* _What you will do_
Copy out every one of the records below word for word, keeping each line as it stands.

* _Entries drawn from a collection_
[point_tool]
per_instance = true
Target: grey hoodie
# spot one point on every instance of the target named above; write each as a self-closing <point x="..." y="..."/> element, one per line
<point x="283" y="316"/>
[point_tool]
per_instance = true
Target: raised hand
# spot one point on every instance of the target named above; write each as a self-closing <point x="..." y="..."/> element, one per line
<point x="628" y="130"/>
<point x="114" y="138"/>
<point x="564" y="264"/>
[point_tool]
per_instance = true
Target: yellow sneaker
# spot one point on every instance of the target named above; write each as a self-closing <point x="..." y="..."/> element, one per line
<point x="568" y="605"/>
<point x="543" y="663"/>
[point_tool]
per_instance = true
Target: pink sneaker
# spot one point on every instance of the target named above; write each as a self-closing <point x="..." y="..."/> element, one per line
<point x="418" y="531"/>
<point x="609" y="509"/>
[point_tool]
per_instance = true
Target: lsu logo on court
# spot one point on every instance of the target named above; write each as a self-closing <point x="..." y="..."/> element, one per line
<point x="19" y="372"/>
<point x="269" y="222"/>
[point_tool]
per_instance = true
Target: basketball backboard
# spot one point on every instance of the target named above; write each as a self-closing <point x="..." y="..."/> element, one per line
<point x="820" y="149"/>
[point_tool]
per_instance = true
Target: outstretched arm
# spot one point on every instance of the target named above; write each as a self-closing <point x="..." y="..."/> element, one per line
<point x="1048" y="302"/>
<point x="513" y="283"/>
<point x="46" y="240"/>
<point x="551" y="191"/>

* _Exercise output_
[point_tool]
per_instance = true
Target: grey hoodie
# spot one point on every instance of the target named above; write each as a self-closing <point x="..." y="..."/> element, one per line
<point x="283" y="316"/>
[point_tool]
per_instance = true
Target: raised hand
# spot one point on every instance of the target named above; write each as a self-closing <point x="..." y="..."/> element, one per line
<point x="628" y="130"/>
<point x="114" y="138"/>
<point x="564" y="264"/>
[point_tool]
per_instance = true
Target: yellow sneaker
# spot one point on every instance of the target named above; write each as a self-closing <point x="..." y="..."/> element, one per line
<point x="568" y="605"/>
<point x="543" y="663"/>
[point_tool]
per_instance = true
Target: pink sneaker
# spot one point on every instance of the target named above; write each as a self-closing <point x="..." y="..."/> element, one per line
<point x="418" y="531"/>
<point x="609" y="509"/>
[point_tool]
per_instance = true
Target: lsu logo on court
# spot one point on every instance of the target named above; write each as a self-closing <point x="..." y="..."/> element, one per line
<point x="19" y="372"/>
<point x="269" y="222"/>
[point_tool]
per_instance = true
Target: basketball backboard
# spot one point on every instance of the target named above; write each as a self-closing <point x="..." y="..."/> element, one per line
<point x="820" y="149"/>
[point_tool]
per_instance = true
Target: outstretched arm
# spot one point on every instance of the target named above; write each as a self-closing <point x="..." y="..."/> element, one per line
<point x="1048" y="302"/>
<point x="513" y="283"/>
<point x="46" y="240"/>
<point x="551" y="191"/>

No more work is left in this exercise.